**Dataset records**
------------------------------------
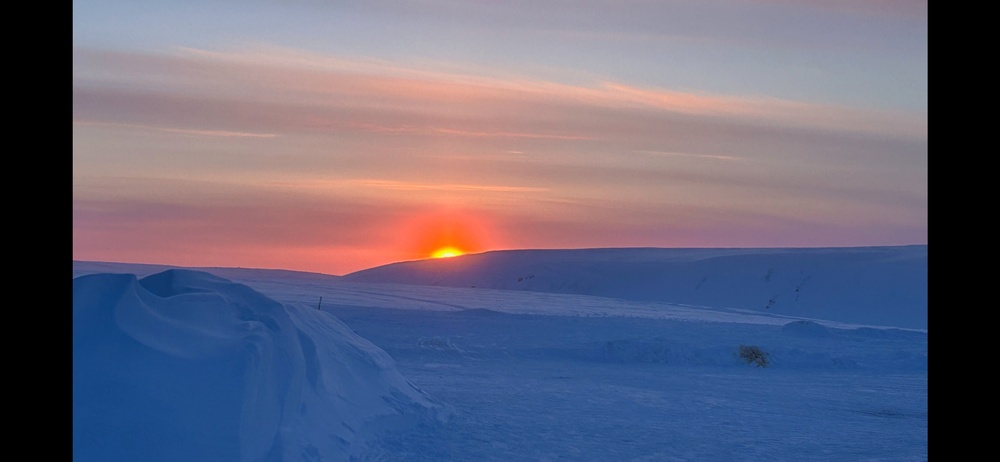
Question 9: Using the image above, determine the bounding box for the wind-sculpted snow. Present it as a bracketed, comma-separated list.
[72, 269, 447, 462]
[343, 246, 928, 329]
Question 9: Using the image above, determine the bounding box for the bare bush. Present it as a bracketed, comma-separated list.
[738, 345, 769, 367]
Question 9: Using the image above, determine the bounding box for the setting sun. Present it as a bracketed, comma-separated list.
[395, 209, 502, 263]
[431, 246, 464, 259]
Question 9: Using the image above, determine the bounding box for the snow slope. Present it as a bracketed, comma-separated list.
[73, 247, 927, 461]
[73, 269, 447, 462]
[343, 246, 928, 330]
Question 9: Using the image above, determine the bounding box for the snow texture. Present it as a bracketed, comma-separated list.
------------------------------------
**What you need to do**
Could you return all the entries exactly as they appear, minus the pictures?

**Answer area**
Question 9: Using the image above, determine the bounding box for the wind-sculpted snow. Present it as a bracketed, comma-separated list.
[72, 269, 447, 462]
[343, 246, 928, 329]
Question 9: Using the image above, determine the bounding box for the bare bush. Present it as a bracketed, comma-separated list.
[738, 345, 769, 367]
Question 9: Using the image above, determine the bounding box for the setting sun. Present it as a bracketed, comma-separated list.
[395, 209, 502, 263]
[431, 246, 464, 259]
Question 9: Using the image above, determine the bounding box for the snow slope. Present it as a bracketed, comma-separated list.
[73, 247, 927, 461]
[73, 269, 447, 462]
[343, 246, 928, 330]
Question 9: Using the image above, determine the bounding box for the snow texture. Present it as a bracketed, comma-separated list.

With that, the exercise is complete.